### TASK
Reproduce this listing in full.

### DATA EXCERPTS

★ ★ ★

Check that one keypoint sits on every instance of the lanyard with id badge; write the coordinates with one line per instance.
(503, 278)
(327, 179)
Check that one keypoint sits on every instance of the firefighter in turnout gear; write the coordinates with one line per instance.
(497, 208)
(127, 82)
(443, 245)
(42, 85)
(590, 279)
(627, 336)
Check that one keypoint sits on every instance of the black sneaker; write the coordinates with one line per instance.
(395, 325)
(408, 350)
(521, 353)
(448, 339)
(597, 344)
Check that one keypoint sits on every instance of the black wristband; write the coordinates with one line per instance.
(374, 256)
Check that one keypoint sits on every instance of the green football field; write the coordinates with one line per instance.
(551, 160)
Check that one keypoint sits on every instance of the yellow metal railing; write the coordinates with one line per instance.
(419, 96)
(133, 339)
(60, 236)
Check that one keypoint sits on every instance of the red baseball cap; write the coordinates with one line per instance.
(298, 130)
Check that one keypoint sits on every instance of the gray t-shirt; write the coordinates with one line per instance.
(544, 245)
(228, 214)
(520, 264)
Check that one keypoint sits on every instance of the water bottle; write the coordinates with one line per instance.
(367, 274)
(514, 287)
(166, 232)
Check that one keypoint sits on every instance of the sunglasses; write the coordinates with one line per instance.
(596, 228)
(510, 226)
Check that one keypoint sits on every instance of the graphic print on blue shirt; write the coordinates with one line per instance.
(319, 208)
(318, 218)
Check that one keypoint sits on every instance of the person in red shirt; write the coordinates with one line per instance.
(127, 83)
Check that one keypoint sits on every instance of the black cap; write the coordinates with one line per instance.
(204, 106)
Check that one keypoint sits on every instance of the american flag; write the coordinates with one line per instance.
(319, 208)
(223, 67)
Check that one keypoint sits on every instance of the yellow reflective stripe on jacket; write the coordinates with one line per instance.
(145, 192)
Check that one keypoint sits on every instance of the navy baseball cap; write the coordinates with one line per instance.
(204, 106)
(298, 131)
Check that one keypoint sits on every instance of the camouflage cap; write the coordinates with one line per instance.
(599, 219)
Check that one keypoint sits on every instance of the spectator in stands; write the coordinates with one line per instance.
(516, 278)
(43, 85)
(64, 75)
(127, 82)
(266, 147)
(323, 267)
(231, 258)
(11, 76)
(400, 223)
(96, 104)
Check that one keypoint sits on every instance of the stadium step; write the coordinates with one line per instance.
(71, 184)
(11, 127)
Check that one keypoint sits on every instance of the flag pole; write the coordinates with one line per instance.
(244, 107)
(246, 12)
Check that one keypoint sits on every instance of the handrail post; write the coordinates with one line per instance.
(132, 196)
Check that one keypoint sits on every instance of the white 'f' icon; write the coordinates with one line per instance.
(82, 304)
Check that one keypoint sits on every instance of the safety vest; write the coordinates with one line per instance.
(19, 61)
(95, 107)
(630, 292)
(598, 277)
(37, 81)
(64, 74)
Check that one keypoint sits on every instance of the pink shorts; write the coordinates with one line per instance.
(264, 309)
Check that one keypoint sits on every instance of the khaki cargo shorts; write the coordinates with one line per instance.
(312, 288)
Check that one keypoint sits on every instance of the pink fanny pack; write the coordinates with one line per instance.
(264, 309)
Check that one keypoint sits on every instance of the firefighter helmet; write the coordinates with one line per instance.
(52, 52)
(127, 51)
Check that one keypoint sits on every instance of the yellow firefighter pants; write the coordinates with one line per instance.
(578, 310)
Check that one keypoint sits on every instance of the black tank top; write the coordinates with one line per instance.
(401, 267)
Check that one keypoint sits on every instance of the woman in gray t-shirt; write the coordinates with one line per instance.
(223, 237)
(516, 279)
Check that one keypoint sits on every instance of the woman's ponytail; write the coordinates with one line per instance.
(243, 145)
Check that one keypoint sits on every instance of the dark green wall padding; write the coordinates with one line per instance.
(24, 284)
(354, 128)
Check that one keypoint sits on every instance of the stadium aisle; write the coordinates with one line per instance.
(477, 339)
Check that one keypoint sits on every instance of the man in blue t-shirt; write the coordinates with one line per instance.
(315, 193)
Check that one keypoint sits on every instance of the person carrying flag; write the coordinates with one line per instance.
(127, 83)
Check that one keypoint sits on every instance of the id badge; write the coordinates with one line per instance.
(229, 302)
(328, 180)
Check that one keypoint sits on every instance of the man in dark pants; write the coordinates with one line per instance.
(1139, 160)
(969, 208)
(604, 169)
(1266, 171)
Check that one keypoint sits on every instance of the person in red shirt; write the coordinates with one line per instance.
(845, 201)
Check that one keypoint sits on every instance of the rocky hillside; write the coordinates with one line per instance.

★ ★ ★

### SOLUTION TO THE PROBLEM
Check that one keypoint sits on every instance of the lanyard with id badge; write the coordinates with one line per instance.
(503, 278)
(327, 179)
Check that one keypoint sits on every instance of the firefighter in turnout gear; write the coordinates with one line per instance.
(497, 208)
(127, 82)
(443, 245)
(42, 85)
(590, 279)
(627, 336)
Check that one keypoint sits on every instance of the black sneaker; write the coordinates with one line per instance.
(395, 325)
(408, 350)
(521, 353)
(448, 339)
(597, 344)
Check that one keypoint sits on every instance of the black wristband; write the coordinates with one line per instance.
(374, 256)
Check that one keypoint sits on every instance of the green football field; write the coordinates with one line per instance.
(551, 160)
Check that one keypoint sits on every instance of the yellow metal railing; write the coordinates with one line per instance.
(419, 96)
(133, 339)
(60, 236)
Check that one keypoint sits on every instance of the red baseball cap; write the coordinates with one line per instance.
(298, 130)
Check that one keypoint sits on every instance of the gray t-shirt; write the coordinates with one line per instance.
(544, 245)
(228, 214)
(520, 264)
Check that one keypoint sits on every instance of the water bottle; write the coordinates with one line per instance.
(367, 274)
(514, 287)
(166, 232)
Check that one keypoint sits on every instance of the sunglasses; write the coordinates with one line per instance.
(596, 228)
(510, 226)
Check that one keypoint sits on every instance of the graphic print on blue shirt; write the coordinates with one line per instance.
(319, 208)
(318, 218)
Check that one keypoint sits on every instance of the person in red shirt; write the coordinates with one line per instance.
(127, 83)
Check that one keypoint sits on every instance of the black cap; write the coordinates with one line per instance.
(204, 106)
Check that one keypoint sits on every instance of the american flag; write the coordinates with one line per instance.
(319, 208)
(223, 67)
Check that one keypoint sits on every instance of the yellow reflective stripe on jacket; write the coordinates with one line per instance.
(145, 192)
Check that one keypoint sits on every instance of the navy baseball cap; write the coordinates with one line per instance.
(204, 106)
(298, 131)
Check that one keypoint sits on every instance of the camouflage cap; write the coordinates with one line per instance.
(599, 219)
Check that one keypoint sits on every instance of the spectator in stands; write the coordinates with one line per instance.
(516, 278)
(43, 85)
(64, 75)
(127, 82)
(266, 147)
(323, 267)
(231, 258)
(11, 76)
(400, 223)
(96, 104)
Check that one keypoint sits on every instance of the stadium step; write the coordinates with one line per instance.
(71, 184)
(11, 127)
Check that one keypoint sits on every instance of the flag pole; write the coordinates with one line per instance.
(244, 107)
(246, 12)
Check that one keypoint sits on every instance of the handrail post; write the coordinates with one line per instance.
(132, 196)
Check that one keypoint sits on every instance of the white 'f' icon; write the coordinates with one line per instance.
(82, 304)
Check that one keypoint sits on every instance of the safety vest; write the coordinates with one line per instance.
(19, 61)
(95, 107)
(630, 292)
(598, 277)
(37, 81)
(64, 74)
Check that one keypoint sits on every instance of the pink shorts; write the coordinates with one line per instance.
(264, 309)
Check that one keypoint sits on every instance of the khaki cargo shorts; write the coordinates with one line per instance.
(312, 288)
Check that one keypoint sits on every instance of the pink fanny pack; write the coordinates with one line per instance.
(264, 309)
Check that one keypoint sits on every instance of the firefighter helmet; write the coordinates with one line per instance.
(52, 52)
(127, 51)
Check that one keypoint sits on every instance of the yellow firefighter pants; write the coordinates with one line per instance.
(578, 310)
Check that one keypoint sits on every instance of the black tank top; write the coordinates with one line per instance.
(401, 267)
Check that one keypoint sits on every instance of the woman in gray t-shirt; write the coordinates with one line per instance.
(223, 237)
(516, 279)
Check that one keypoint sits on every instance of the woman's ponytail; write the coordinates with one line per instance.
(243, 145)
Check that one keypoint sits on every instance of the dark green wall padding; write the coordinates with one line per instance.
(24, 284)
(354, 128)
Check that one keypoint sits on every instance of the stadium aisle; write the coordinates with one line per instance.
(477, 339)
Check that one keypoint sits on every instance of the man in blue t-shirt; write the coordinates with one line per instance.
(315, 193)
Check that one keypoint sits on every instance of the person carrying flag; write the coordinates with one line per instance.
(127, 83)
Check that one keypoint sits on every instance of the id badge; write the coordinates with one line per instance.
(229, 302)
(328, 180)
Check that one keypoint sits on every instance of the man in dark pants; write the coordinates with one line per instance.
(1139, 160)
(969, 208)
(604, 169)
(1266, 171)
Check that one keypoint sits on every instance of the person in red shirt; write the coordinates with one line per instance.
(845, 201)
Check that one keypoint sits on every instance of the rocky hillside; write the coordinates with one line per instance.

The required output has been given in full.